PROVIDED DATA =
★ ★ ★ ★ ★ ★ ★

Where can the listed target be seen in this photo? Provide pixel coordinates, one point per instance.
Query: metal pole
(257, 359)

★ ★ ★ ★ ★ ★ ★

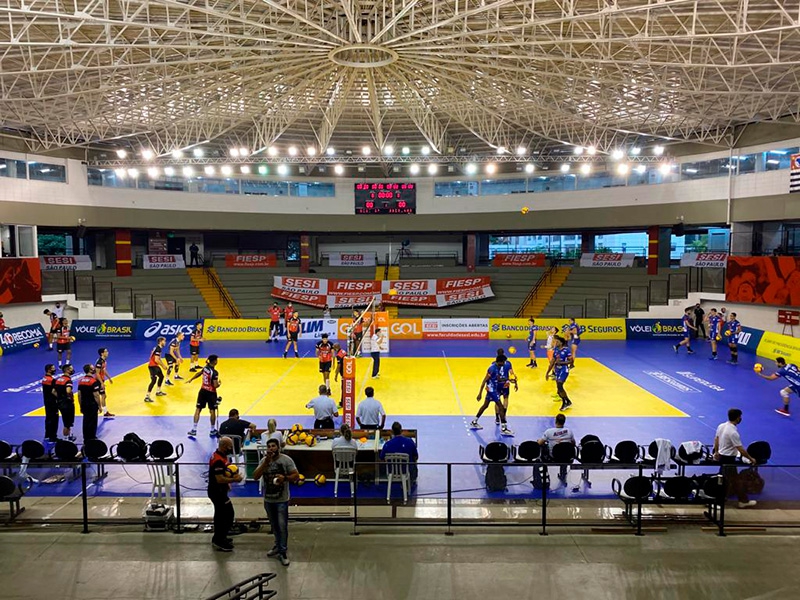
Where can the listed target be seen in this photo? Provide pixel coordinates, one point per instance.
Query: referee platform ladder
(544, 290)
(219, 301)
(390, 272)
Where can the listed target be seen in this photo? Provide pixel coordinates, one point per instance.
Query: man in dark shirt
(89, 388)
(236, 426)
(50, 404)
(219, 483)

★ ★ ★ ★ ★ ★ ★

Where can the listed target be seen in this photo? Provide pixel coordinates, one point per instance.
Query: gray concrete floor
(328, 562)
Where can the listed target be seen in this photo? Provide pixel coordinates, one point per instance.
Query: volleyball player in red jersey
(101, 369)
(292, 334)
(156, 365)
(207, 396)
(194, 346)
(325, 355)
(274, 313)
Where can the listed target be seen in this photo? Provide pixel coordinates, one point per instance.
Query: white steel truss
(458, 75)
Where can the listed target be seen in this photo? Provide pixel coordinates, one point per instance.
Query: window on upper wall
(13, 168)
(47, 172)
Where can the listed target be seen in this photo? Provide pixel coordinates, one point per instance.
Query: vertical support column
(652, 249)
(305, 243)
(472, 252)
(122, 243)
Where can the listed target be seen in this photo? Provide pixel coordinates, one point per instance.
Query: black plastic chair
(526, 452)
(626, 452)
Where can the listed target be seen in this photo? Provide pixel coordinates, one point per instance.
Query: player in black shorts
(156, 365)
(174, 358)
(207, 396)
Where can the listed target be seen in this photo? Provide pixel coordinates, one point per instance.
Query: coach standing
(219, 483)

★ ★ ★ ★ ★ ★ ★

YOUR TASK =
Count the lines of the records that contain the string "Query" and reply with that number alone.

RESPONSE TO THIS EXERCISE =
11